How many lines in the records below contain the string "laptop"? Reply with the number alone.

(Excerpts of location labeling records)
######

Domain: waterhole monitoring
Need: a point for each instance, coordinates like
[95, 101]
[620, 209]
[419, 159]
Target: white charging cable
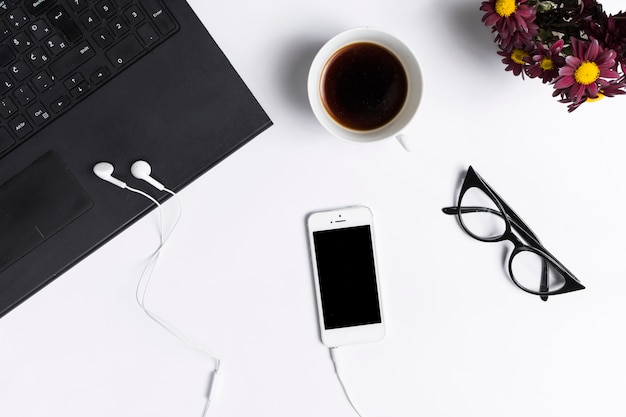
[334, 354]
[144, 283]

######

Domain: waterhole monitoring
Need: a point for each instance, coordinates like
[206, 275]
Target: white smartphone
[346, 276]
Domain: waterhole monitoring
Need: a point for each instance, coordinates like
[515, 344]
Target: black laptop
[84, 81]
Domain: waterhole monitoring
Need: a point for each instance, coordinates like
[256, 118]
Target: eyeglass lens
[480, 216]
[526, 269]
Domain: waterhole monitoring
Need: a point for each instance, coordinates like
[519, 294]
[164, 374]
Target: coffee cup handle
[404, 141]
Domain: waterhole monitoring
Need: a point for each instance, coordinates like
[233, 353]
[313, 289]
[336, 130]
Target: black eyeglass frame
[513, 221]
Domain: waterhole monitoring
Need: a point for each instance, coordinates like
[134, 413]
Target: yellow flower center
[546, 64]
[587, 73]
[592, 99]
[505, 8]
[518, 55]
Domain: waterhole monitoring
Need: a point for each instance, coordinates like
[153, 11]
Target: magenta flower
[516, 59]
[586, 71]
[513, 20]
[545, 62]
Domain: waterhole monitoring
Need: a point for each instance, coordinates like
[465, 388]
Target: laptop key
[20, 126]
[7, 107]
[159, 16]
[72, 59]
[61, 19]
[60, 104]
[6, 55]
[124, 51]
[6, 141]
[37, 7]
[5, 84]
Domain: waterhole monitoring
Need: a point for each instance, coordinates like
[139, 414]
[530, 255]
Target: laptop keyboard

######

*Solution for this exercise:* 3